**TEXT**
----
On 15 October 1922, Pomgol was reorganized as Posledgol which was led by Lev Kamenev. The reorganisation was due to shift in government policy from “struggle against the famine” to “struggle against the consequences of the famine” This new policy covered up the situation when necessary which led to confusion and inadequacies in places where famine was experienced. The commission was formed under the All-Russian Central Council of Trade Unions. Crimean Pomgol changed its name to Posledgol on 19 October 1922.

A special Posledgol 1% tax was levied on population, excluding single housewives households and those without livestock, for famine relief. The 0.5% tax was extracted in famine areas. The tax was enacted in November 1922. Posledgol and Nansen Mission organized the sale of Russian handicrafts abroad for “the reconstruction of the peasant craft industry”.
----
**DATA EXTRACT**
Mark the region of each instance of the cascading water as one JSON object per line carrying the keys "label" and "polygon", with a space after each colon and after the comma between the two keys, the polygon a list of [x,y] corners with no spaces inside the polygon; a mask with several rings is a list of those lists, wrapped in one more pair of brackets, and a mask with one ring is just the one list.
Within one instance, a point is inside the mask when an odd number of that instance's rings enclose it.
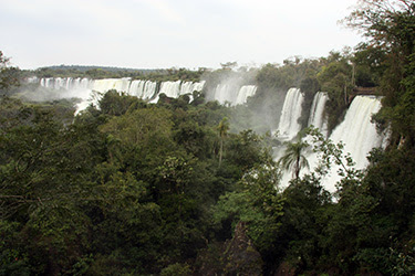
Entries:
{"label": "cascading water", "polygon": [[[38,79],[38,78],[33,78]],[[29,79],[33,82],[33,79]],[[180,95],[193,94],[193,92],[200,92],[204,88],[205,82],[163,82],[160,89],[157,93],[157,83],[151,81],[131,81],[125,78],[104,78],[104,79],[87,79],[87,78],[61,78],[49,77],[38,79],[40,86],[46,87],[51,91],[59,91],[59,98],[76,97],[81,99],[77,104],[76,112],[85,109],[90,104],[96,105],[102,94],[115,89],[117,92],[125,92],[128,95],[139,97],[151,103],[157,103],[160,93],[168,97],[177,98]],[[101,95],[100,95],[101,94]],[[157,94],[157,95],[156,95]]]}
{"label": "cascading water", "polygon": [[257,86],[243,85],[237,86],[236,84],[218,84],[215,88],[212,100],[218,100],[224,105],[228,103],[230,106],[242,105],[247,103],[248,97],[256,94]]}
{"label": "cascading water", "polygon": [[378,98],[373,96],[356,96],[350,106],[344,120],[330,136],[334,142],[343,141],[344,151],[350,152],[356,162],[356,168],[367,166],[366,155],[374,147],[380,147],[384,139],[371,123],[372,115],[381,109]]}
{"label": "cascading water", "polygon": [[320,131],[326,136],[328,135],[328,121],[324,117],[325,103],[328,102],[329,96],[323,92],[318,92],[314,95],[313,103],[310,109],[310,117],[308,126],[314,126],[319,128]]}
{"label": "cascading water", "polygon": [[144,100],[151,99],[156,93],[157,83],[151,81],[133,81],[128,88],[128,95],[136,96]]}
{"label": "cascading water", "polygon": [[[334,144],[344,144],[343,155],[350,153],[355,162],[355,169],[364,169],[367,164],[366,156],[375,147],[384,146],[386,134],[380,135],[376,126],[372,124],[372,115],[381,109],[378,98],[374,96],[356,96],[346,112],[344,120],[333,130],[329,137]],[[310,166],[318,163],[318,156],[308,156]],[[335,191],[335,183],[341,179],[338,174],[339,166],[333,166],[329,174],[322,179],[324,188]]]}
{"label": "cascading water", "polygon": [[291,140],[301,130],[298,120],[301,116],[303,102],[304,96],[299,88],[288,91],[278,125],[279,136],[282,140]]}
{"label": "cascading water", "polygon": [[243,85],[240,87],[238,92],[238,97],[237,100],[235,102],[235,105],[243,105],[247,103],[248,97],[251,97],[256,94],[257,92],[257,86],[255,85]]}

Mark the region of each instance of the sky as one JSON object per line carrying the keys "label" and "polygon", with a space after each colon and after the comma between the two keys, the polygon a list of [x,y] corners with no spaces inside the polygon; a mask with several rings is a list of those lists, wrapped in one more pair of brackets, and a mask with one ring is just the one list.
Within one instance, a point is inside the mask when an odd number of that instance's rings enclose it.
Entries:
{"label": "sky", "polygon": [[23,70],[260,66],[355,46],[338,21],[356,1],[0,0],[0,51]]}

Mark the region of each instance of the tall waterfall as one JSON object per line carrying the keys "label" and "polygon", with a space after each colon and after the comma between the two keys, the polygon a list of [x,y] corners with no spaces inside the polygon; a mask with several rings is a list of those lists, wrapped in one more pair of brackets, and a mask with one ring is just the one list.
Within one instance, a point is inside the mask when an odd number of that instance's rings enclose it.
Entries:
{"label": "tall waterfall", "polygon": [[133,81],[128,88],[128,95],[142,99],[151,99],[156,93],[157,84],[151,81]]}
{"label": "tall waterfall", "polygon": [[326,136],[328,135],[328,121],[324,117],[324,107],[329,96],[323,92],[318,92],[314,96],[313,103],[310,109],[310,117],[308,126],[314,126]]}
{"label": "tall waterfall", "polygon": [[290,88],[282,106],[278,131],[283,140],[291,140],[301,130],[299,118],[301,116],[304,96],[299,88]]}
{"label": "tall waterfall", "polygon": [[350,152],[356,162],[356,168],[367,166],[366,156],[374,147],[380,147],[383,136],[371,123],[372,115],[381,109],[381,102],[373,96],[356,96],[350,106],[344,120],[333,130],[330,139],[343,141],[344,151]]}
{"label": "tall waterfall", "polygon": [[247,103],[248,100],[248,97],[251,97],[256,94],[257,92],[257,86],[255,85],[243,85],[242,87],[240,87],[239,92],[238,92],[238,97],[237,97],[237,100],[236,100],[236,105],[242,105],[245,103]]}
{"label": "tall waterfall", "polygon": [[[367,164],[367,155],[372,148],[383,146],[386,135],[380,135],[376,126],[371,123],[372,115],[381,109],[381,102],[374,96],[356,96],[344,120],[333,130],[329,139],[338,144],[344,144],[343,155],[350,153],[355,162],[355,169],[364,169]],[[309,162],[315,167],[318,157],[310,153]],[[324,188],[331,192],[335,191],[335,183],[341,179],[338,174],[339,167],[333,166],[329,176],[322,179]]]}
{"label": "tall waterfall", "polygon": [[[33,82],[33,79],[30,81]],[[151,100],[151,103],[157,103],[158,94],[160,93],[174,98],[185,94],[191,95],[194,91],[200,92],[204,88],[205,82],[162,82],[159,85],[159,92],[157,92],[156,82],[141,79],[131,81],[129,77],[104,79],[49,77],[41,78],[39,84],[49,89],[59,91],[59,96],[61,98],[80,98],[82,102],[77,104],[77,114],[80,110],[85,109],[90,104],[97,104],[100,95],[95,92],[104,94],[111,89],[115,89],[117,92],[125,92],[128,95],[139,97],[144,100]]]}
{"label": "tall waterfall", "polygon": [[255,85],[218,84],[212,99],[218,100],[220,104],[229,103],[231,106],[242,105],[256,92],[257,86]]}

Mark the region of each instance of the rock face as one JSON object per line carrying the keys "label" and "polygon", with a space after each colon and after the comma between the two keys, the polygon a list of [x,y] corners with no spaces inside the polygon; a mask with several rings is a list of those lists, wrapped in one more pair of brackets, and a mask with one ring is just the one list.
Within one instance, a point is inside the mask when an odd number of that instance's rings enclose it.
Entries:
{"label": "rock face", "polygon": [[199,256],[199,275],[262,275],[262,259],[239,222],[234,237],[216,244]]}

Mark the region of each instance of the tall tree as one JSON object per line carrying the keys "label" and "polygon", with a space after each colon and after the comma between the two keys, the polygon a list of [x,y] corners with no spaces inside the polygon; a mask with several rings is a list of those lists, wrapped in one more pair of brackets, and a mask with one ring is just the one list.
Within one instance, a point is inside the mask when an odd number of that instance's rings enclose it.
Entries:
----
**TASK REQUIREMENTS**
From the Posledgol text, set down the stretch from "On 15 October" through "19 October 1922." word for word.

**TASK ANSWER**
On 15 October 1922, Pomgol was reorganized as Posledgol which was led by Lev Kamenev. The reorganisation was due to shift in government policy from “struggle against the famine” to “struggle against the consequences of the famine” This new policy covered up the situation when necessary which led to confusion and inadequacies in places where famine was experienced. The commission was formed under the All-Russian Central Council of Trade Unions. Crimean Pomgol changed its name to Posledgol on 19 October 1922.